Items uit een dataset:
· · · · ·
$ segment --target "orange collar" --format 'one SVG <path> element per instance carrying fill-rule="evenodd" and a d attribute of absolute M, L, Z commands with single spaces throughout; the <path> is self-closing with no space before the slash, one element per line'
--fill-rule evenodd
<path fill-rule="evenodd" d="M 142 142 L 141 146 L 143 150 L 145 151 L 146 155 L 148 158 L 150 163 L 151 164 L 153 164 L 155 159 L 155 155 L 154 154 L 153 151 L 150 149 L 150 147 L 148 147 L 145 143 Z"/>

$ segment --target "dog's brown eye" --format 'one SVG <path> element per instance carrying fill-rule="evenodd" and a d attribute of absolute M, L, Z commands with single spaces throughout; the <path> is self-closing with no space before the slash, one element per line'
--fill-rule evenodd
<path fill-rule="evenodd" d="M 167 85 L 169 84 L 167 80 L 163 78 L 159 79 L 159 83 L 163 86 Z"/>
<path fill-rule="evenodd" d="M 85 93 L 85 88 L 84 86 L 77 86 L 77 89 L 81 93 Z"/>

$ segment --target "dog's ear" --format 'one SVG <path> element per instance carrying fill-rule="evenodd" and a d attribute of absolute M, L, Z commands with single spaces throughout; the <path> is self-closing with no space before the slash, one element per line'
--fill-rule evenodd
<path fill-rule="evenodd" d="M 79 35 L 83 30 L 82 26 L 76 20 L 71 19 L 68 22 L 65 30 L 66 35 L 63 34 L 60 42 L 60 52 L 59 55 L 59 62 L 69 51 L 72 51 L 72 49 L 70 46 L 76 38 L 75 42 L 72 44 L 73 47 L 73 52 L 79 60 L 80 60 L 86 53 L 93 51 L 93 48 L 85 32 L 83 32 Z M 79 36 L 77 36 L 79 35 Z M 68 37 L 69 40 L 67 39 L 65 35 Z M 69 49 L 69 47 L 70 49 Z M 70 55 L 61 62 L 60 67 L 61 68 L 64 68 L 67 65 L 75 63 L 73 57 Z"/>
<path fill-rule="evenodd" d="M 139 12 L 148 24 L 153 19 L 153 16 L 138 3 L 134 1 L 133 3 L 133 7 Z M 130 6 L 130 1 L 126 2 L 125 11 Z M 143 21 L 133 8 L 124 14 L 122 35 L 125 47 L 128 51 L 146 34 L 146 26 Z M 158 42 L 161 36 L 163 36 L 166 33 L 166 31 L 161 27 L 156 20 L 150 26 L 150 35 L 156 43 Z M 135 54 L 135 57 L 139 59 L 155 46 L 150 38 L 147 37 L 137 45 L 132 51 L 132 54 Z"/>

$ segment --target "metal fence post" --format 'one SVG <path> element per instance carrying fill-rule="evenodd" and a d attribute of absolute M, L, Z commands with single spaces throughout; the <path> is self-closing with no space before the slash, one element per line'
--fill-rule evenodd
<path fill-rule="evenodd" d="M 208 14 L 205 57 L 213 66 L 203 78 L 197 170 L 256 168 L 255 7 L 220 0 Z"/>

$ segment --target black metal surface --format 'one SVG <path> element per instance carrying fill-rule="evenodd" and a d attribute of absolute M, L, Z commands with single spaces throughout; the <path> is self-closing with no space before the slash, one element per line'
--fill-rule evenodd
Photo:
· · · · ·
_Korte oefening_
Zet de regels om in een JSON-lijst van strings, één string per regel en zonder lege regels. Begin bij de regel met "segment --target black" en ga door tot het einde van de records.

_Uitvoer oefening_
[
  "$ segment --target black metal surface --format 'one SVG <path> element per instance carrying fill-rule=\"evenodd\" and a d attribute of absolute M, L, Z commands with single spaces throughout; the <path> is self-closing with no space before the slash, one element per line'",
  "--fill-rule evenodd",
  "Photo:"
]